## Le texte
• • •

La clôture a été prononcée le 5 décembre 2007.
MOTIFS
– sur la titularité du droit moral.
L’article L 121-1 du Code de la propriété intellectuelle dispose :
» L’auteur jouit du droit au respect de son nom, de sa qualité et de son oeuvre.
Ce droit est attaché à sa personne.
Il est perpétuel, inaliénable et imprescriptible.
Il est transmissible aux héritiers de l’auteur.
L’exercice peut être conféré à un tiers en vertu de dispositions testamentaires « .
L’exercice du droit moral de l’auteur attaché à sa personne, une fois celui- ci décédé, est organisé par ce texte. Il attribue, à défaut d’exécuteur testamentaire désigné par l’auteur, les héritiers de l’auteur.
En l’espèce, Raymond X… n’a pas désigné Mme Z… comme exécuteur testamentaire et il n’a pas initié de procédure d’adoption même s’il ressort des pièces versées au débat qu’il a envisagé un moment cette possibilité.
A défaut d’enfants issus du mariage des époux X…, Mme Marie- France X… est la seule héritière de l’artiste comme l’établit l’acte de notoriété du 6 décembre 2005 versé au débat.
Au vu des pièces régulièrement mises au débat, il apparaît d’une part que si les époux X… avaient des résidences séparées, leur union existait toujours et que ni l’un ni l’autre époux n’a envisagé de la rompre ; d’autre part, que Raymond X… connaissait les dispositions du Code de la propriété intellectuelle et a réfléchi à une autre dévolution de l’exercice du droit moral, comme en atteste la consultation auprès d’avocat en date du 25 juillet 2002, le projet d’adoption ou les projets de testament, mais qu’il a finalement décidé, en connaissance de cause, de ne rien faire et de laisser à sa femme le plein exercice des droits d’auteur.
En conséquence, il ne peut être prétendu que de ces projets ressort une volonté claire et précise de l’auteur de conférer à Mme Z… l’exercice d’un quelconque droit moral ; en effet, la manifestation claire de la volonté de l’auteur a été, après avoir pris conseil et réfléchi à d’autres solutions, de ne rien changer aux dispositions légales et de ne pas désigner de tiers par des dispositions testamentaires valables.
Les lettres de soutien de tiers attestant de la volonté de l’artiste de confier son droit moral à Mme Z… sont totalement inopérantes et ne peuvent rapporter la seule preuve qui pourrait être opposable à Mme X…, à savoir un testament rédigé en bonne et due forme.
Mme Z… fait encore référence à une volonté de nuisance de l’héritier, à son incapacité, à son éloignement et son ignorance de l’oeuvre de Raymond X… pour justifier du refus d’attribuer le droit moral à son épouse.
Or, outre que ces moyens sont inopérants au regard des règles de succession prévues à l’article L 121-1 du Code de la propriété intellectuelle qui sont les règles de dévolution communes, ils sont de plus non étayés.

• • •

## Petit exercice
Recopiez mot pour mot le passage du texte sur le droit moral, en partant des mots « En l’espèce, Raymond » et en vous arrêtant après « moment cette possibilité. ». La liste qui suit ne sert à rien ici.

## Entrées de pointage d'objets avec étiquette
• • •

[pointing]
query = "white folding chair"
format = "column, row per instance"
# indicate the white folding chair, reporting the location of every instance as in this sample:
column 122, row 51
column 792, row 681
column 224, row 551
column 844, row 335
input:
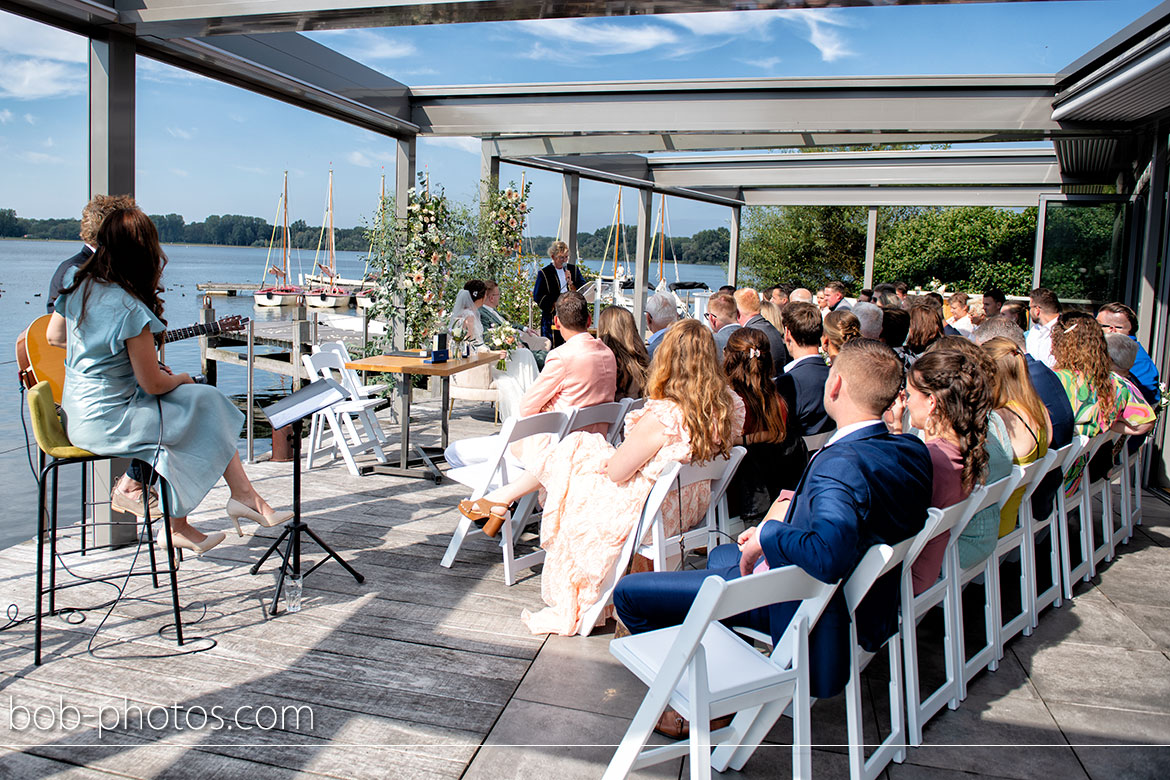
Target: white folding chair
column 603, row 414
column 497, row 471
column 667, row 551
column 345, row 440
column 362, row 391
column 920, row 709
column 704, row 670
column 985, row 656
column 1021, row 542
column 1102, row 543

• • •

## Réponse
En l’espèce, Raymond X… n’a pas désigné Mme Z… comme exécuteur testamentaire et il n’a pas initié de procédure d’adoption même s’il ressort des pièces versées au débat qu’il a envisagé un moment cette possibilité.